Jobs
1 - Quote the article on unemployment benefits word for word, from "If Congress lets" to "would suffer, too.".
2 - Name every dollar amount given in the article on unemployment benefits.
3 - Answer these from the article on unemployment benefits:
(a) Who is the chief economist at Mesirow Financial?
(b) For up to how many weeks does the other program that most Washington state claimants will move into pay benefits?
(c) Where is the average weekly payment highest, and what is it?

Given text
If Congress lets unemployment benefits expire this week for the long-term unemployed, they won't be the only ones to feel the pain. The overall economy would suffer, too.

Unemployment benefits help drive the economy because the jobless tend to spend every dollar they get, pumping cash into businesses. A cutoff of aid for millions of people unemployed for more than six months could squeeze a fragile economy, analysts say. Among the consequences they envision over the next year:

• Annual economic growth could fall by one half to nearly 1 percentage point.

• Up to 1 million more people could lose their jobs.

• Hundreds of thousands would fall into poverty.

"Look for homelessness to rise and food lines to get longer as we approach Christmas if the situation can't be resolved," says Diane Swonk, chief economist at Mesirow Financial.

The issue is expected to be taken up in the lame-duck session of Congress that resumed Monday. Among other unfinished business, lawmakers are likely to vote on whether to extend 2001 and 2003 tax cuts that are set to expire at year's end.

Sheryl Hutchison, a spokeswoman for the Washington state Employment Security Department, said the end of federal benefits would not pose an immediate problem for the state. "In terms of how many people in our state are going to run out of benefits right away because of the end of EUC (emergency unemployment compensation), virtually no one," she said.

For the most part, they'll move into a different program that provides benefits up to 20 weeks, she said.

The average weekly payment for the roughly 8.5 million people receiving unemployment benefits is $302.90. But it ranges widely: from an average of $118.82 in Puerto Rico to an average of $419.53 in Hawaii. Each state sets the amount through a formula meant to replace a portion of an unemployed person's old income.

Stored rows
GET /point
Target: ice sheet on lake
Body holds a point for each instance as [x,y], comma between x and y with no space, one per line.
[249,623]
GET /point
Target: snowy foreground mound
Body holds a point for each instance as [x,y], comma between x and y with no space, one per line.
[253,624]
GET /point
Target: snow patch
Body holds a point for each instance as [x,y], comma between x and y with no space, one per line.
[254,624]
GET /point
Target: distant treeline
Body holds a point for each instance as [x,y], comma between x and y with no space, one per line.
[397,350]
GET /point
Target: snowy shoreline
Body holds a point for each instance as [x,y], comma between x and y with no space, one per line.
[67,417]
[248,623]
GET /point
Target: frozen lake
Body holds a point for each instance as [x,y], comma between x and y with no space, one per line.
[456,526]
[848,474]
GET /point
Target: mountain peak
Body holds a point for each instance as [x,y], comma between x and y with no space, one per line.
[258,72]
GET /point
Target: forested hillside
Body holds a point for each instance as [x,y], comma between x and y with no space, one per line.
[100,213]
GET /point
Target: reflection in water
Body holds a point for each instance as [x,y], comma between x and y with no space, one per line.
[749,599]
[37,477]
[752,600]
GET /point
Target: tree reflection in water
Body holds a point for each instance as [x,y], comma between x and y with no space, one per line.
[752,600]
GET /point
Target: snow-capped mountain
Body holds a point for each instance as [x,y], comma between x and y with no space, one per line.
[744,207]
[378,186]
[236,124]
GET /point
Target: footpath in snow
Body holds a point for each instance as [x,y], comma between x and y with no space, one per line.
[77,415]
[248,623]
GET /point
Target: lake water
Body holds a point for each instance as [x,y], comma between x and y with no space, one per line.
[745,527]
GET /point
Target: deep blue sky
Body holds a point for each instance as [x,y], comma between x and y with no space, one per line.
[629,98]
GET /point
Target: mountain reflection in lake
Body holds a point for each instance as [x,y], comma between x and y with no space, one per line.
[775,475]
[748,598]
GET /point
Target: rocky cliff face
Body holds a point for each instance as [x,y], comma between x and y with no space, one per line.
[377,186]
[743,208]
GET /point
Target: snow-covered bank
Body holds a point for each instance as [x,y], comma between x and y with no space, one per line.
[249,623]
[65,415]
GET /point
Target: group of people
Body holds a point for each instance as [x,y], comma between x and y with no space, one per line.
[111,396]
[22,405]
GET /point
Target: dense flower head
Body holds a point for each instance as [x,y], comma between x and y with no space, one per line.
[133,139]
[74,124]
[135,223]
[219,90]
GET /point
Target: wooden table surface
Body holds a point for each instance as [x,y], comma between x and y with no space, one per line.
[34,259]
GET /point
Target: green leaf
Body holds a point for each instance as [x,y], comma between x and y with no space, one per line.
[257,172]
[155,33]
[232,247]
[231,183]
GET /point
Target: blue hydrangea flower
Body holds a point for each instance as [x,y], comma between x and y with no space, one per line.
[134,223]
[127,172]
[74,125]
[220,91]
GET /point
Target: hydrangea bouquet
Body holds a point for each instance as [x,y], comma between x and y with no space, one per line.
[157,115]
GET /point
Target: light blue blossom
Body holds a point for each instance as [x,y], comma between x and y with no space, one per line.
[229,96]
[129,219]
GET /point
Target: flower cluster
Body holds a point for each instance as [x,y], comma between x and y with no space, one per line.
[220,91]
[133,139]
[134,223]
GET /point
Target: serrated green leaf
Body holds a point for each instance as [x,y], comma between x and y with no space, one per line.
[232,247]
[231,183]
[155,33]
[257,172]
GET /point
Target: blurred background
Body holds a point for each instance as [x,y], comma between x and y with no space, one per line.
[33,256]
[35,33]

Task results
1 -
If Congress lets unemployment benefits expire this week for the long-term unemployed, they won't be the only ones to feel the pain. The overall economy would suffer, too.

2 -
$302.90
$118.82
$419.53

3 -
(a) Diane Swonk
(b) 20 weeks
(c) Hawaii, at $419.53